• _SUPPLIED TEXT_:

***

Elle Macpherson's adviser forced into needless rehab

The former business adviser of the Australian supermodel Elle Macpherson offered an insight into the "collateral damage" caused by phone hacking at the News of the World.

Mary-Ellen Field was a specialist in intellectual property rights when she was appointed as Ms Macpherson's adviser in 2003. The Australian model's businesses were rearranged by Ms Field, with success that led to leading accountancy magazines putting Ms Field on their cover. As the business prospered, their friendship also grew.

But in 2005 details of Ms Macpherson's private life in London began to appear in newspapers. Her split with her then boyfriend became "tittle tattle" in the UK media. Initially Ms Field tried to help the supermodel find the leaks: unregistered phones were bought and both Macpherson's house and cars were swept for "bugs". Ms Field told the inquiry that when the blame eventually fell on her, she was "astounded". Lawyers acting for Ms Macpherson gave Ms Field an ultimatum: she was accused of being an alcoholic who had spoken to the press, but if she went to a rehab clinic in Arizona she would not be fired.

She told the inquiry of the horrors she had endured at the rehab centre, which after examination, declared her not to be an alcoholic. But when she returned from the US, both the supermodel and her employers, the accountancy firm, Chilterns, fired her.

When Macpherson was named as a potential phone-hacking victim, she realised the source of the leaks.

A couple's harrowing tale of death and the media

Phone hacking was pushed to one side for 30 minutes yesterday as the Leveson Inquiry heard some of the most harrowing testimony it is likely to endure over the coming months.

Margaret and Jim Watson from Glasgow gave an emotional account of their 16-year-old daughter Diane being murdered in her school playground by a fellow pupil and how, 18 months later, after derogatory articles about her continued to be published, their only son, Alan, 15, took his own life, with cuttings of articles about Diane in his hand.

The articles were published in 1991 by the Glasgow Herald columnist Jack McLean. Said to be campaigning on the issue of treatment of young offenders, Mr Mclean offered social excuses for the murder of Diane Watson. The Watsons said the pieces besmirched their daughter's name and were inaccurate, with a follow-up by Mr McLean being published on the day of their son's funeral.

Another article, in Marie Claire in 1992, on British children serving life sentences, was also criticised by the Watsons , and they eventually received an apology for the distress caused.

***

• _COMPLETE THE FOLLOWING_:
(1) Summarize the report on Leveson Inquiry testimony in two sentences.
(2) Write a continuation of the report on Leveson Inquiry testimony, picking up after its final sentence.
Nothing here depends on the material after this point.

• _GIVEN ENTRIES_:
***

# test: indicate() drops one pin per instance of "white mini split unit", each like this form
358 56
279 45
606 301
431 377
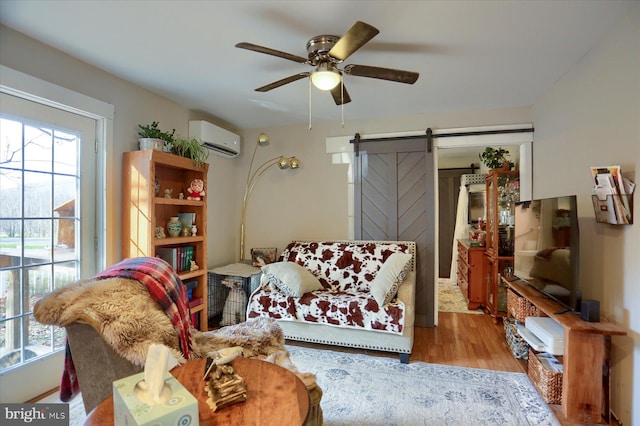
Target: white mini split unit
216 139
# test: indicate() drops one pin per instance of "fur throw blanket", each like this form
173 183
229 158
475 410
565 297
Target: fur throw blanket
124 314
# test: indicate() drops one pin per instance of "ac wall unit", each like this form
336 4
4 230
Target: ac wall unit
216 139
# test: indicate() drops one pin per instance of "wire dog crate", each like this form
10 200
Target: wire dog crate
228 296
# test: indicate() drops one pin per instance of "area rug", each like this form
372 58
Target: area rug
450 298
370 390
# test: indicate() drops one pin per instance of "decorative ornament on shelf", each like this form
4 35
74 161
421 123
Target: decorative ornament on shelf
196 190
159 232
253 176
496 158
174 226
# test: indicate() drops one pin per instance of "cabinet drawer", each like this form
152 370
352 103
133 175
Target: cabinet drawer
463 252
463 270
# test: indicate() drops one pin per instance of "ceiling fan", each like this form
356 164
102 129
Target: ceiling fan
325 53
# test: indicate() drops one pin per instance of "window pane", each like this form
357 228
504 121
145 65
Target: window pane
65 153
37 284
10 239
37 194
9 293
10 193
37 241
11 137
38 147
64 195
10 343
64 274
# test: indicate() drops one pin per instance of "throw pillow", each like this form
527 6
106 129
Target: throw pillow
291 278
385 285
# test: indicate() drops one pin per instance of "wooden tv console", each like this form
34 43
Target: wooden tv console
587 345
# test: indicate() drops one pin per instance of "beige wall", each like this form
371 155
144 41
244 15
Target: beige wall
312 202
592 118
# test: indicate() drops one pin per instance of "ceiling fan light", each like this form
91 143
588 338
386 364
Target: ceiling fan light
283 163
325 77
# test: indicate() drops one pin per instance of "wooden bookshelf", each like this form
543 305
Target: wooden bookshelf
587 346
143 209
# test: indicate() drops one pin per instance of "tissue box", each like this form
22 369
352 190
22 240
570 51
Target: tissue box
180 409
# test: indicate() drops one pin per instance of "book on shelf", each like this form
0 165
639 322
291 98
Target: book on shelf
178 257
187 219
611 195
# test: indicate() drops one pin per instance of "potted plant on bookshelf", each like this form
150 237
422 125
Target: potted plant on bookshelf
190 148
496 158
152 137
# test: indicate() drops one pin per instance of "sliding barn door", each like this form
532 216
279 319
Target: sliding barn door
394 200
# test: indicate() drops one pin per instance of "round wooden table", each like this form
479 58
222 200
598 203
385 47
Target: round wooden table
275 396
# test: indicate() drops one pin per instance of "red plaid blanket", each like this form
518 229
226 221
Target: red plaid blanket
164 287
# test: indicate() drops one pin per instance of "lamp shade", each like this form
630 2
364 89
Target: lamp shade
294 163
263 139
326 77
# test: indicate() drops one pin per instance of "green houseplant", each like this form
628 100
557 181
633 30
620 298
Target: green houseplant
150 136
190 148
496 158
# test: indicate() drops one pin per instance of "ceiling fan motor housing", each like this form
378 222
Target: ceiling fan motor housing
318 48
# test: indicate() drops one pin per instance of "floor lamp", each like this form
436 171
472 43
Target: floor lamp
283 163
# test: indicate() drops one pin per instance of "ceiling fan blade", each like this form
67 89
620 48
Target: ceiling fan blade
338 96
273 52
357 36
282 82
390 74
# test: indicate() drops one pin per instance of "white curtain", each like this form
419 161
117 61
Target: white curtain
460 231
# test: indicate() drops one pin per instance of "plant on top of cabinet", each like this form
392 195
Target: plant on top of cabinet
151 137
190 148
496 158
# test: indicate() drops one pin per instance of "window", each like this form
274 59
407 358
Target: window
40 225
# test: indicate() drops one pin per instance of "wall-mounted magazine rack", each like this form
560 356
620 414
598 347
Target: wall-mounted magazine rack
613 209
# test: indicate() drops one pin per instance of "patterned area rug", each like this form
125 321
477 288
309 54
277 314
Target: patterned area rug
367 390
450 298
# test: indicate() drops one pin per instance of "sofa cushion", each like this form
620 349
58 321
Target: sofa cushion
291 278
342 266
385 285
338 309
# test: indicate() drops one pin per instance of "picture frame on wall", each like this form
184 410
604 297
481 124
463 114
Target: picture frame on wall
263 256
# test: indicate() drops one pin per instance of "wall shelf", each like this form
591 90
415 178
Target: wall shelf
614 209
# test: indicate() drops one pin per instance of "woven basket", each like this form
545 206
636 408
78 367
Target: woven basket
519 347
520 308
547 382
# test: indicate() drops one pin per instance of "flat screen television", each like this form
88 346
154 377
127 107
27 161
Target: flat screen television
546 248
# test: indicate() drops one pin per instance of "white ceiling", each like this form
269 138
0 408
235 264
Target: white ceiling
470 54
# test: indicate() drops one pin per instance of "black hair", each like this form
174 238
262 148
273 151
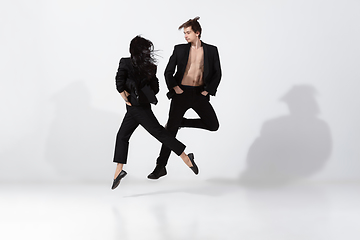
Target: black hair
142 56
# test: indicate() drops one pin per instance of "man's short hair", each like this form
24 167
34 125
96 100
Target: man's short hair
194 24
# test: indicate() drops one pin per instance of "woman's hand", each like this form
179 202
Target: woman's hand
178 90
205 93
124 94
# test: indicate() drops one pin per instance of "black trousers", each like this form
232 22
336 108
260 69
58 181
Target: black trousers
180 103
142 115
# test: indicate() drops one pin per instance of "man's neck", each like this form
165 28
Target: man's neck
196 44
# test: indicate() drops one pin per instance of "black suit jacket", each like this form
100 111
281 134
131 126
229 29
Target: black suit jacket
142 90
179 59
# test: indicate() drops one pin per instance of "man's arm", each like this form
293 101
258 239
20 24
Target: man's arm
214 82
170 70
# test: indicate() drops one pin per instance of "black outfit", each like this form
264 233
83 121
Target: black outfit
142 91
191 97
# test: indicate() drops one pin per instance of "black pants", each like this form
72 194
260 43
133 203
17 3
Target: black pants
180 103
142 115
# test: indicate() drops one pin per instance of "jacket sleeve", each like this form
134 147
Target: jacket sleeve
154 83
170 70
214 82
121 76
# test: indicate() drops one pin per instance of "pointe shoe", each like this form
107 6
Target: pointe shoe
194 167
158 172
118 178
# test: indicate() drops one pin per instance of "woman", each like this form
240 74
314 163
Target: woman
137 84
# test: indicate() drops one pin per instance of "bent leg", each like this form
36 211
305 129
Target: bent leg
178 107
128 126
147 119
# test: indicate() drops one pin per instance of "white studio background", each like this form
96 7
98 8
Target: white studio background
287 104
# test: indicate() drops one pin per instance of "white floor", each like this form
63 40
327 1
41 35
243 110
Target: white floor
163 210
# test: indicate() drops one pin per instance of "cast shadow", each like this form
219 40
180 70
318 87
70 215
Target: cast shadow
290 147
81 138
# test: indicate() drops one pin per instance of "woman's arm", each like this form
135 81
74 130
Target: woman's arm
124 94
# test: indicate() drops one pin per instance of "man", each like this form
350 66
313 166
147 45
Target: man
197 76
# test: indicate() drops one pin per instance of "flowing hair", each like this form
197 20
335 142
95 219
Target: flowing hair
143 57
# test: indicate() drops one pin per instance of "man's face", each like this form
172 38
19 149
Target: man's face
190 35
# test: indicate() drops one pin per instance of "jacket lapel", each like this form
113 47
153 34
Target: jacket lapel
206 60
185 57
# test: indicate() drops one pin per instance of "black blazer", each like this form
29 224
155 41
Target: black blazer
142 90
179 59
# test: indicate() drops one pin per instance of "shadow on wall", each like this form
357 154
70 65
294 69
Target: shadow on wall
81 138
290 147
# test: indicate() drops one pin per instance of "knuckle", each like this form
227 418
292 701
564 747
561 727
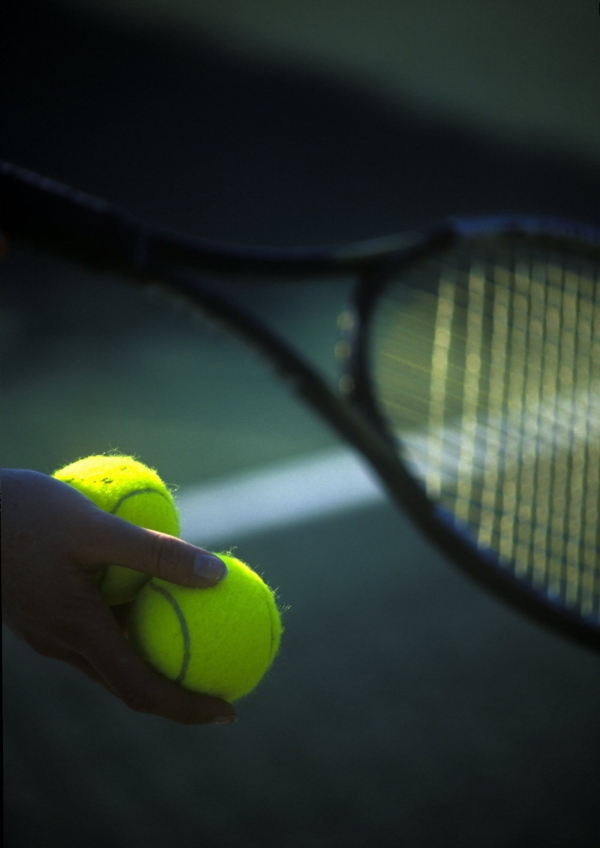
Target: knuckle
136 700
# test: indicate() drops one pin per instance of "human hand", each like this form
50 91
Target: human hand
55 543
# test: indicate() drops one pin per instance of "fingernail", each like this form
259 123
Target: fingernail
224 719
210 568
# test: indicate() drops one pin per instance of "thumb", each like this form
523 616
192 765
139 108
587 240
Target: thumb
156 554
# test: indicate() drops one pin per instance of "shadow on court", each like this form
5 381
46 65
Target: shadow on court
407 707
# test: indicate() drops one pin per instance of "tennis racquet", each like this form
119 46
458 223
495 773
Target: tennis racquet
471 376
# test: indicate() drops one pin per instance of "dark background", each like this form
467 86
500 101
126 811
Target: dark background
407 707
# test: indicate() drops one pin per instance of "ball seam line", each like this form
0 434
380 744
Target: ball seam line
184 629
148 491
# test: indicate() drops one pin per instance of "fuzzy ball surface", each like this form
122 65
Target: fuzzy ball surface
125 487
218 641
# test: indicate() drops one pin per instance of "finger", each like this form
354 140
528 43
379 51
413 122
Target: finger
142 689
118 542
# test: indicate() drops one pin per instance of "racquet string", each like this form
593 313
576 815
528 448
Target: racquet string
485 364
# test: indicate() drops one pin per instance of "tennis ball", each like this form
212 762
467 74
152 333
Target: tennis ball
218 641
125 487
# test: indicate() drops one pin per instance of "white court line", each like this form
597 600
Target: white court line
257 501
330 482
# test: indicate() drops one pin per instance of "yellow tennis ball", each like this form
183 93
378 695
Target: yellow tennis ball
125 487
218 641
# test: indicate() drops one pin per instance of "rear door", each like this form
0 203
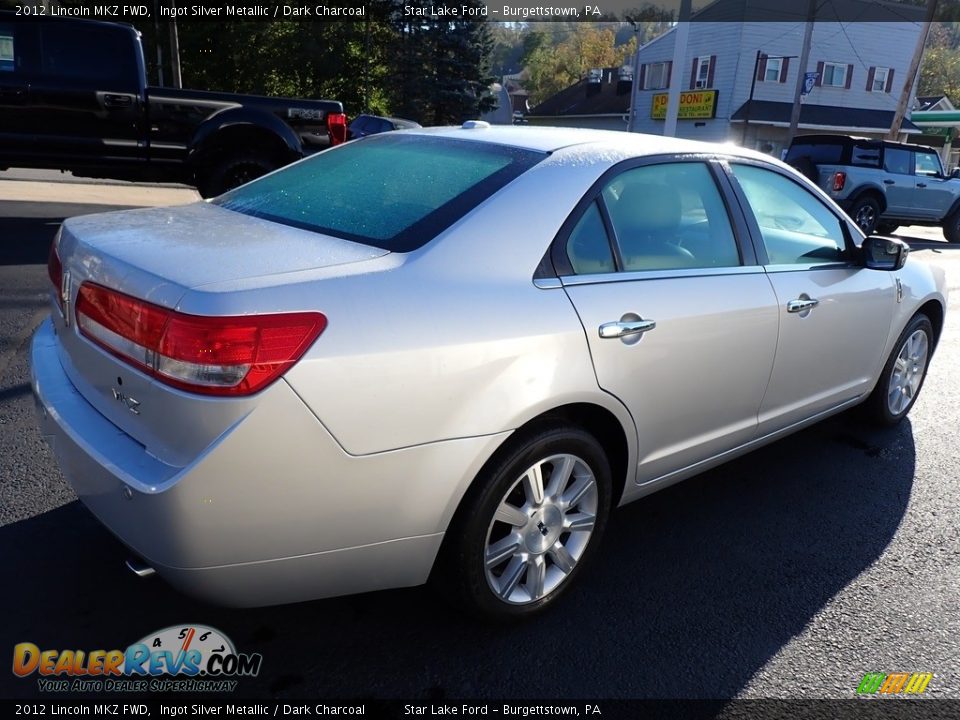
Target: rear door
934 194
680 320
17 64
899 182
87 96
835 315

***

• _ANSWERS BY ITEM_:
(1) Mary-Ellen Field, a former business adviser to Elle Macpherson, told the inquiry that she was blamed for press leaks about the supermodel's private life, sent to a rehab clinic in Arizona that found she was not an alcoholic, and then fired. Margaret and Jim Watson described how their daughter Diane was murdered in her school playground and how, after derogatory articles about her kept appearing, their son Alan took his own life 18 months later with cuttings of those articles in his hand.

(2)
The inquiry was told by Mr and Mrs Watson that the Press Complaints Commission "wasn't interested in what we had to say." Mrs Watson said it should be abolished.

Newsquest, publisher of the Herald, said Mr McLean had been a freelance journalist and that the newspaper was now under different ownership.

The People hacked my phone, footballer alleges

A former Premiership footballer who tried to stop a tabloid paper publishing details of his adultery suggested yesterday that journalists may have hacked his phone.

Ex-Blackburn Rovers captain Garry Flitcroft took out an injunction in April 2001 to prevent The People running a "kiss and tell" story about a brief affair.

This was overturned by the Court of Appeal in early 2002, leading to public humiliation for the married father when his name was finally disclosed.

Mr Flitcroft suggested that the revelations about his affair may have contributed to his father's suicide years later. He said his father, who had suffered from depression for years, had stopped watching him play "because the chants were so bad."

"I would say over the years his depression got worse because he wasn't watching me play football," he said.

Flitcroft told the Leveson Inquiry he "strongly suspected" reporters hacked his phone to discover details of a second woman with whom he had an affair. But he admitted he had no firm evidence his voicemail messages were illegally intercepted. He told the inquiry: "That is just speculation. I have no evidence. It just seems a massive coincidence the same newspaper gets two girls in the space of a couple of months."

The inquiry heard that The People was edited at the time by Neil Wallis, who went on to become executive editor of the News of the World.

Carine Patry Hoskins, counsel to the inquiry, said both women denied blackmailing Flitcroft.